_Provided text_:
....

May 1 – 7, 2022
Thank you for your interest in International Compost Awareness Week (ICAW) 2022
International Compost Awareness Week (ICAW) is the largest and most comprehensive education initiative of the compost industry. It is celebrated nationwide and in other countries each year during the first full week of May. The goal of ICAW is to work together to raise public awareness on why we all should be composting our organics recycling and using compost. The program includes poster and video contests in the fall and activities and events held during the week in May. Throughout the week of ICAW, community and business events are held to encourage and celebrate composting - all types of composting – from backyard to large-scale are promoted.
Theme for ICAW 2022:
Recipe for Regeneration: Compost
Each year, for ICAW in the US a new theme is chosen. The theme is used for the Poster Contest, which encourages artists throughout the world to create a design sharing the importance of composting and compost use. There is also a video contest for children in 4th – 8th grade (ages 10 - 13).
What Does this Theme Mean?

....

_Provided data_:
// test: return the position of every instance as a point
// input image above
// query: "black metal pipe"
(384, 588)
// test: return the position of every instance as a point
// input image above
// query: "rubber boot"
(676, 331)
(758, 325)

....

_Tasks_:
[a] According to the International Compost Awareness Week text, when is the week celebrated each year?
[b] Does each statement below agree with the International Compost Awareness Week text? Answer yes or no and quote the deciding words.
(i) The video contest is for children in 4th through 8th grade.
(ii) Only large-scale composting is promoted during the week.
(iii) The same theme is used every year.
[c] Carry the International Compost Awareness Week text forward from its last line.

_Results in order_:
[a] It is celebrated during the first full week of May.

[b]
(i) Yes: "There is also a video contest for children in 4th – 8th grade (ages 10 - 13)."
(ii) No: "all types of composting – from backyard to large-scale are promoted."
(iii) No: "Each year, for ICAW in the US a new theme is chosen."

[c]
The 2022 theme highlights the overall regenerative agriculture movement and how compost and organics recycling fit into that process. Regenerative agriculture is a system that focuses on improving soil health using agricultural practices with the idea that healthier soil will lead to healthier, more nutrient-rich crops and, ultimately, less carbon in the atmosphere through increased carbon sequestration. Where does compost and organics recycling fit in? Compost, when added to farmland, gardens, yards, and other landscapes creates healthier soils and crops by providing food for soil microbes in the ground. These microbes enrich the quality of the soil while also sequestering carbon in the soil through photosynthesis, a tool for combating climate change. Just as a chef pulls together the best ingredients to create the perfect recipe, the 2022 theme, Recipe for Regeneration: Compost, focuses on the crucial role recycling our food scraps and yard trimmings plays by creating compost, which when added to soil results in a recipe that makes our food more nutritious, the air we breathe cleaner and our climate healthier overall.
How to get involved?
To learn more about how you can get involved with ICAW or plan an event in your community, click here to read the attachment Celebrate ICAW Manual. You can also look on the event page for more event ideas which is updated with plans across the country as we get closer to ICAW. You can also volunteer to help encourage or run ICAW events or activities in your state or community, click here to learn more about being an ICAW volunteer coordinator. Many companies strongly support ICAW each year by becoming an ICAW sponsor. If you would like to be an ICAW 2022 sponsor, contact Beth Simone, email@example.com. Finally, browse the Compost Week menu for tools, resources and ideas to help YOU celebrate International Compost Awareness Week!
What Are the Benefits of Using Compost and Composting Food and Yard Waste?
Here are some key facts regarding organics recycling and compost use highlighting why ICAW is such an important awareness-building program:
- The use of landfill space and incineration can be reduced by at least one-third when organics are recycled. Focused attention on recycling organic residuals is key to achieving high-waste diversion rates.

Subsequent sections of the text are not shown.